## Begin

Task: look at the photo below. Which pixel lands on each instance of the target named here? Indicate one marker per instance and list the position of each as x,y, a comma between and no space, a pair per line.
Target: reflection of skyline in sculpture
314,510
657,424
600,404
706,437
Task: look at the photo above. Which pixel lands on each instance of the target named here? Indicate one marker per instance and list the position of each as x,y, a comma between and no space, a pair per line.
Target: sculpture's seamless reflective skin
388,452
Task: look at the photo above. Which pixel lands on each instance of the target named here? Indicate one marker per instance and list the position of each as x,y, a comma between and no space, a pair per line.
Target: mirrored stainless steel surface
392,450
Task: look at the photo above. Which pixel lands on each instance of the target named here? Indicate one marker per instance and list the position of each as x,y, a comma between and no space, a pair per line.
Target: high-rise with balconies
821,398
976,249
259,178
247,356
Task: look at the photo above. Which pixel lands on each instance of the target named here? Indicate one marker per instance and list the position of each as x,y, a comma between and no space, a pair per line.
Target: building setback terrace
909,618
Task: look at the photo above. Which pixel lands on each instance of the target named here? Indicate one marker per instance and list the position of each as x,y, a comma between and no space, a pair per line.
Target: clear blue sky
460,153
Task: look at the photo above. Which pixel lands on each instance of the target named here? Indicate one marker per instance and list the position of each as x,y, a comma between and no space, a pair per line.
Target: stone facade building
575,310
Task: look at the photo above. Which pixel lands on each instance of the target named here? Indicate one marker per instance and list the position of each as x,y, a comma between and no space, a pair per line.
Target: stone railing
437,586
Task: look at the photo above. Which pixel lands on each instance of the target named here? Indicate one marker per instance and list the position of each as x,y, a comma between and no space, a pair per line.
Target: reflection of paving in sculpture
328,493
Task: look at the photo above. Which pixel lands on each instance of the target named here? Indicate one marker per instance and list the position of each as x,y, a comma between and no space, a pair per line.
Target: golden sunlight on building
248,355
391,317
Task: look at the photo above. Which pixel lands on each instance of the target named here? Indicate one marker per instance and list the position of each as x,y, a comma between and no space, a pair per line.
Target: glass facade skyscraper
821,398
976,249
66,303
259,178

## End

▶ [TASK TO COMPLETE]:
Report how many lines of the records contain the string "stone", treating uppercase and lowercase letters as different. Give only the number.

▶ [RESULT BELOW]:
2